***** EXTRACTED RECORDS *****
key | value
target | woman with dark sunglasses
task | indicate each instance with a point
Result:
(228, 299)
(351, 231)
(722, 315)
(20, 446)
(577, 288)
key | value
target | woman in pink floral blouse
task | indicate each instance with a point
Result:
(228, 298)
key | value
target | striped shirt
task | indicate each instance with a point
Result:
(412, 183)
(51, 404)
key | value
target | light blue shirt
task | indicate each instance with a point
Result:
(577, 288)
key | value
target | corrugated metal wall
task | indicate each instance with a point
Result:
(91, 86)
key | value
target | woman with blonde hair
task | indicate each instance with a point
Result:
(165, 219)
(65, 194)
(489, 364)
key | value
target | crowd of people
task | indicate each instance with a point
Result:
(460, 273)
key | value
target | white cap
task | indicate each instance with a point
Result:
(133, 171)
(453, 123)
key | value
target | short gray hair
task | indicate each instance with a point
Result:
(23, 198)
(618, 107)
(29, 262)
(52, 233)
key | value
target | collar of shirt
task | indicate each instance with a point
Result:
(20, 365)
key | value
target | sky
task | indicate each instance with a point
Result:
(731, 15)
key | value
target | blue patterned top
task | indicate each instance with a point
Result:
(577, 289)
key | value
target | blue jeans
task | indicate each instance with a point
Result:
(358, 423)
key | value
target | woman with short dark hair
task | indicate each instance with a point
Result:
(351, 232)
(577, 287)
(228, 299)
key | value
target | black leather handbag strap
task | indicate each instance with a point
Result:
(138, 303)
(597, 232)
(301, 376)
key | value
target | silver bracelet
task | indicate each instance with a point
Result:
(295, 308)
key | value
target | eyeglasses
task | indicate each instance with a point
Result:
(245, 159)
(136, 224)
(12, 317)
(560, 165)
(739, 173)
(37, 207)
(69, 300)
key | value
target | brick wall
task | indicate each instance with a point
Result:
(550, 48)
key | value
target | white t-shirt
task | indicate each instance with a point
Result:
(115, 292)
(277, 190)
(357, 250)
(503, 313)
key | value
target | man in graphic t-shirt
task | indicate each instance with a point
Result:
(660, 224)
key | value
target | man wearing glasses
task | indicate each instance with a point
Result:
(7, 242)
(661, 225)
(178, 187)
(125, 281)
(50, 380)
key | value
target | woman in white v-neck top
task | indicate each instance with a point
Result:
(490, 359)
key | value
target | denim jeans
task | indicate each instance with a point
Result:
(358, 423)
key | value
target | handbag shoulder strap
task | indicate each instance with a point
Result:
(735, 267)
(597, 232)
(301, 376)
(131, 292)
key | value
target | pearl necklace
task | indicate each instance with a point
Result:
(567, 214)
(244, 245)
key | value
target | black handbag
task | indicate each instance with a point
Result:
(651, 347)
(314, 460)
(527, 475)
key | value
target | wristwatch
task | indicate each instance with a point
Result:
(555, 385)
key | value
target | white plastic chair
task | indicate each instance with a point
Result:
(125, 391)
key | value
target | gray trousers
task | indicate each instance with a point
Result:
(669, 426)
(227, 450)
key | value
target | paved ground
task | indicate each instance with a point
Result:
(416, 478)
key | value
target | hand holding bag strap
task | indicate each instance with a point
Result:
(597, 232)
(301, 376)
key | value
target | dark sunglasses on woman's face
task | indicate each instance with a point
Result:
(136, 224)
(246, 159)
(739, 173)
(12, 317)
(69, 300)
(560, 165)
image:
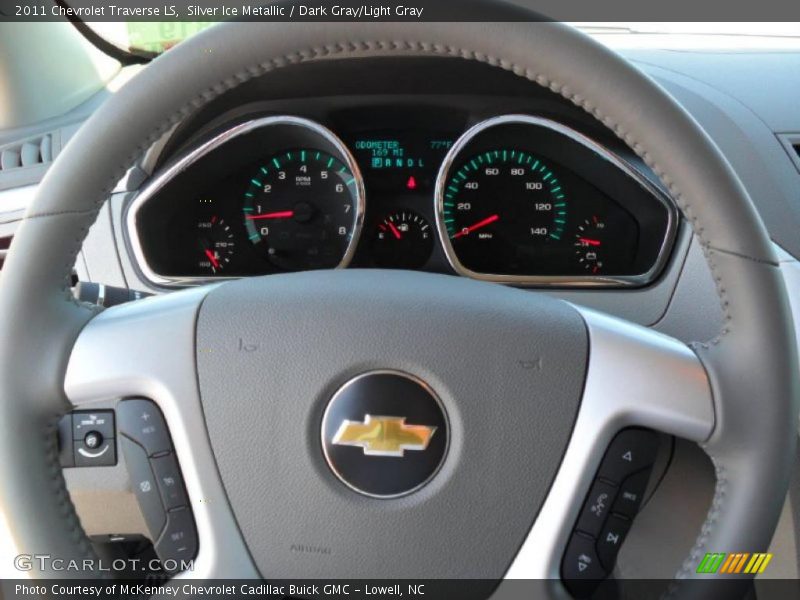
*****
All lines of the records above that contain the word "woman" are to be copied out.

target | woman with dark sunglasses
target | woman in pink floral blouse
target | woman with blonde hair
target | woman with short dark hair
target | woman in white v-neck top
target | dark sunglasses on woman's face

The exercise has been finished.